DIRECTIONS FOR THIS TASK: Rewrite every line from the line containing "ceiling fan downrod." through the line containing "331 34 346 61", including the lines that ask for a box. Shift each bounding-box coordinate in the answers up by 12.

ENTRIES PROVIDED:

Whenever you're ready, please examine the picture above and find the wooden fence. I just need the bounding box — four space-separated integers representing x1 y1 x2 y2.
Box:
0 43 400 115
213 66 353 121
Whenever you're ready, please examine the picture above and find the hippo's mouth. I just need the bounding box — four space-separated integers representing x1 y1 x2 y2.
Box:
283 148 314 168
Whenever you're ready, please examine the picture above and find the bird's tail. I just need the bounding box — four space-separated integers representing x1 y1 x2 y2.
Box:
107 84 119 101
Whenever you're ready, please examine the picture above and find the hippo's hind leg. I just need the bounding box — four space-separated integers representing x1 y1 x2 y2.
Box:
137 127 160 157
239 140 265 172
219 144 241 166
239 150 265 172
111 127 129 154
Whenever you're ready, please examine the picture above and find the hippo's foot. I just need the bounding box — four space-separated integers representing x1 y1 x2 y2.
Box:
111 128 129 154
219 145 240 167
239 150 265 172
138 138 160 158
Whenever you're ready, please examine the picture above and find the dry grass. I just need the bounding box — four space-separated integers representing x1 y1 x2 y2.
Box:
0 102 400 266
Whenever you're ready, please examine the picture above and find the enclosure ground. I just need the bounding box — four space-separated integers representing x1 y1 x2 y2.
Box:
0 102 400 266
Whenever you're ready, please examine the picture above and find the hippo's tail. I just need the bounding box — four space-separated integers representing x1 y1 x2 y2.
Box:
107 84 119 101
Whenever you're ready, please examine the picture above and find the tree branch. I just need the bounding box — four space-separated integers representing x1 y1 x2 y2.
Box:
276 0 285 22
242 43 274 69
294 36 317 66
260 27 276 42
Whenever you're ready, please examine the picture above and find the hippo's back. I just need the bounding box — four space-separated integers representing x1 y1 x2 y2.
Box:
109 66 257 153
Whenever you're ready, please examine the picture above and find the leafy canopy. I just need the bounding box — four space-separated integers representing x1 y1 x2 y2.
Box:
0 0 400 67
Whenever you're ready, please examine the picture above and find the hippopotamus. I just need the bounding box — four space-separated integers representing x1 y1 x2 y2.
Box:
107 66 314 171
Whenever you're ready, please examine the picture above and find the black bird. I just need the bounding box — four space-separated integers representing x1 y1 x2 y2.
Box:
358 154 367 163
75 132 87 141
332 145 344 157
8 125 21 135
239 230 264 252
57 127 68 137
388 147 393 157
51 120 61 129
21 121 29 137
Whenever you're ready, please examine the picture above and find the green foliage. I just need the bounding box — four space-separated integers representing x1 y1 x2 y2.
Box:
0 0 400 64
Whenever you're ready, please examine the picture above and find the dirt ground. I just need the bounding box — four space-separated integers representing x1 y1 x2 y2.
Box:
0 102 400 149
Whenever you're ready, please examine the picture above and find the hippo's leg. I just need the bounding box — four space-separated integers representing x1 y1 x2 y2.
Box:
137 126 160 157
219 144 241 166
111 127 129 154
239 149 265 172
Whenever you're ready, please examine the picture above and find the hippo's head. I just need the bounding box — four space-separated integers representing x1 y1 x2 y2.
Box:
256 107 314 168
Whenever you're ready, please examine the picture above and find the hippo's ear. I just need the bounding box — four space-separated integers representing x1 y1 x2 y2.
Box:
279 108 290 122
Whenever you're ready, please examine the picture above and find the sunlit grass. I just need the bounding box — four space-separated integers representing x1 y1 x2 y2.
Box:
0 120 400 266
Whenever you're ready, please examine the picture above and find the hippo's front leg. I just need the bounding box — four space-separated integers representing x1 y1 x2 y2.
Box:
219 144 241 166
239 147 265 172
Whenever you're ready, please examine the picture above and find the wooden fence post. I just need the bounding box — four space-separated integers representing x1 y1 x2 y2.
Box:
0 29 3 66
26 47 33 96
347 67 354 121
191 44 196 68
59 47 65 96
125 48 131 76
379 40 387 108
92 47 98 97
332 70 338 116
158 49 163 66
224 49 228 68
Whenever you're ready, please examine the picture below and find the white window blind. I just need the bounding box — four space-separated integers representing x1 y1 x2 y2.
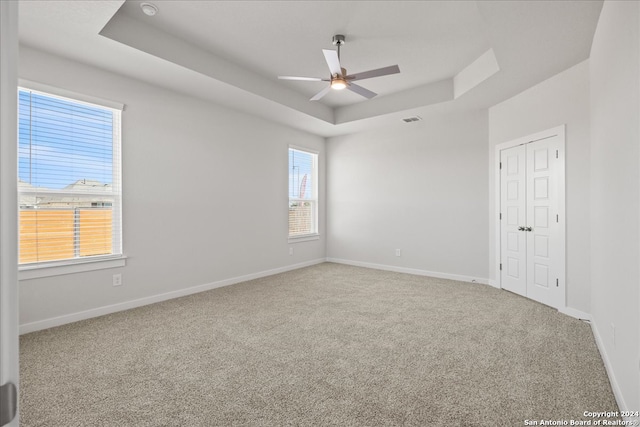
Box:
18 88 122 265
289 148 318 238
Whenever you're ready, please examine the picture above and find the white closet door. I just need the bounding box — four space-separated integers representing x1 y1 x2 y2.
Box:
500 136 564 307
500 145 527 296
526 137 559 306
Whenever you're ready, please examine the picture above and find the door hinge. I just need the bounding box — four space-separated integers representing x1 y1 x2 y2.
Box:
0 383 18 426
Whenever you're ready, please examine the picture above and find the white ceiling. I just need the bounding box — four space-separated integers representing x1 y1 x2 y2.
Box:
19 0 602 136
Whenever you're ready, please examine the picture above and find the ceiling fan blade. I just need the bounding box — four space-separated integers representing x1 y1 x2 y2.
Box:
278 76 329 82
322 49 342 76
348 83 377 99
310 86 331 101
346 65 400 80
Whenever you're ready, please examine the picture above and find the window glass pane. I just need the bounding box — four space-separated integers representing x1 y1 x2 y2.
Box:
18 91 113 189
18 90 122 264
289 150 315 200
289 149 318 237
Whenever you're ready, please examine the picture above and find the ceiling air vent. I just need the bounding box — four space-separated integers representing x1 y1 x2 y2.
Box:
402 116 422 123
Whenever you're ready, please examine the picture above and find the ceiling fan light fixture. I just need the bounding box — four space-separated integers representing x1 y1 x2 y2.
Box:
331 77 347 90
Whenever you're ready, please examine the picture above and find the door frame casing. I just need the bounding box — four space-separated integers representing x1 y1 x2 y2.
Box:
494 125 567 311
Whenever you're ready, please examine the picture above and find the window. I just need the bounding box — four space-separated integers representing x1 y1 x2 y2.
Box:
289 148 318 240
18 88 122 268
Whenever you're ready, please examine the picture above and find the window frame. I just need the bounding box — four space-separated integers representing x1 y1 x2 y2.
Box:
287 145 320 243
16 79 127 280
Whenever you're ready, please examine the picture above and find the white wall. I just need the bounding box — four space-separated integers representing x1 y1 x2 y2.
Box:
327 111 488 282
488 61 591 313
19 48 326 330
590 1 640 410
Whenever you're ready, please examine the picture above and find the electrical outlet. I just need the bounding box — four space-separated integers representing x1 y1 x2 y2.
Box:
113 273 122 286
611 323 616 347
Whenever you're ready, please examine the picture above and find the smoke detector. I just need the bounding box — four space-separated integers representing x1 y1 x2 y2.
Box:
402 116 422 123
140 3 158 16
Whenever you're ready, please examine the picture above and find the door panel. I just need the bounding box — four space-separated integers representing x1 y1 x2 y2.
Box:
526 136 560 306
500 146 527 295
500 136 561 306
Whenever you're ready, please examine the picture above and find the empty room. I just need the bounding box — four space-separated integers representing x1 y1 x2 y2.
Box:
0 0 640 427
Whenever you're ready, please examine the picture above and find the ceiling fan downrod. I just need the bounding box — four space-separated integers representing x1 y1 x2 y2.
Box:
331 34 346 61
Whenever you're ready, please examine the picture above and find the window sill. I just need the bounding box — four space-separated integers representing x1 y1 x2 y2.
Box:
18 255 127 280
289 233 320 243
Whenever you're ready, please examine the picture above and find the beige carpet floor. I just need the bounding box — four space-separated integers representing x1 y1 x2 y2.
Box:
20 263 618 427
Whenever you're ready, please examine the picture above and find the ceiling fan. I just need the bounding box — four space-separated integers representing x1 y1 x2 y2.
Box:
278 34 400 101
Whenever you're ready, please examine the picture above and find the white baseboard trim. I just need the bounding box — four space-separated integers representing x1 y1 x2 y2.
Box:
558 307 591 321
590 321 637 416
327 258 489 285
20 258 326 335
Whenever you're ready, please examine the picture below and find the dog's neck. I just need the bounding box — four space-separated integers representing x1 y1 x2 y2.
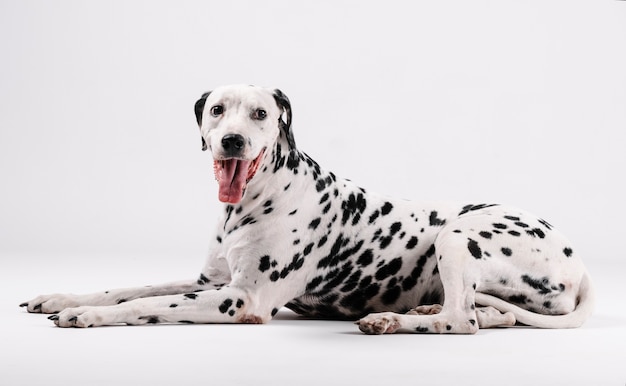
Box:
219 136 336 219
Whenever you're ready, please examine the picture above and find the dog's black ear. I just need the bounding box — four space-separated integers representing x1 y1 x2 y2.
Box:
194 91 211 151
274 89 296 149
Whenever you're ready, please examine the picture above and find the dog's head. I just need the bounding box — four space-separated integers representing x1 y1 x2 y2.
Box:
195 86 296 204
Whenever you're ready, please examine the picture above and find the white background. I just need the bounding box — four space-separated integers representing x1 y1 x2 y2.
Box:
0 0 626 385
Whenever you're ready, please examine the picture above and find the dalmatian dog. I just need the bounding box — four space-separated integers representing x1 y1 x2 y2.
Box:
21 86 594 334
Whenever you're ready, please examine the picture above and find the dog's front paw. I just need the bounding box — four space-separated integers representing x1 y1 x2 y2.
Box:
20 294 80 314
48 307 103 328
355 312 400 335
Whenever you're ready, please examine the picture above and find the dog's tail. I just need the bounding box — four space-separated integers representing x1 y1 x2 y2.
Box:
476 272 595 328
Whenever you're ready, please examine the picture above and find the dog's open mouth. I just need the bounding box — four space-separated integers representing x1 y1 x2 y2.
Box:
213 149 265 204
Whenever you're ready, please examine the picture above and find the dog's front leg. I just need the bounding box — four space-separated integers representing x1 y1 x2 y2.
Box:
50 286 272 327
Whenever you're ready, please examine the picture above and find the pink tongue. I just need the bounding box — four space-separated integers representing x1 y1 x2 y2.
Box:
216 159 252 204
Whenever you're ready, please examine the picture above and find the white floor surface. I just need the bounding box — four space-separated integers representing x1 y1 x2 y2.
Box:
0 256 626 386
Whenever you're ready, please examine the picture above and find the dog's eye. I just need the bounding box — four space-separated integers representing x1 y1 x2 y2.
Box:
252 109 267 121
211 105 224 117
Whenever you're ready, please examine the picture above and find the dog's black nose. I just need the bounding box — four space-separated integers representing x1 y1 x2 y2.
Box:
222 134 246 155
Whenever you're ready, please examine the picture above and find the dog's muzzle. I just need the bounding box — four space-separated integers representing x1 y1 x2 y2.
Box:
213 143 265 204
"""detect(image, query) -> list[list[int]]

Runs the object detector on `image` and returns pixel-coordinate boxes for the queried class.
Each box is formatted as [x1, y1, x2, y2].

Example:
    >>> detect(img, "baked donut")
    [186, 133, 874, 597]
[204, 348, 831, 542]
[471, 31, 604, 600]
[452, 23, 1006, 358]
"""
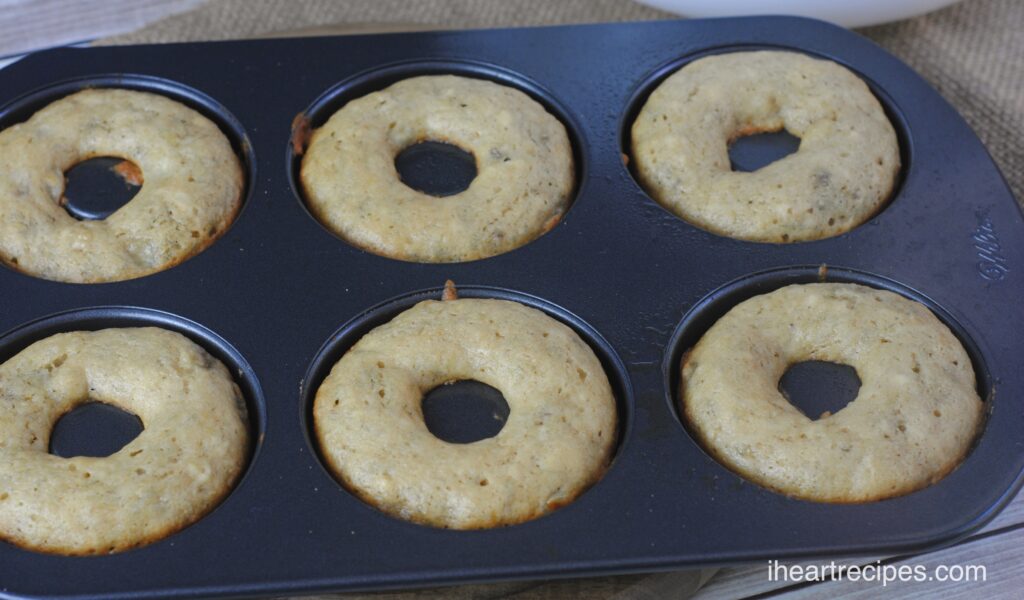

ANSWER IN FULL:
Whenever you're ready, please examine the picture above and find the ceiling fan downrod. I just need the bounding box — four space-separated integers representing x1 y1 x2 y2.
Box:
343 46 358 73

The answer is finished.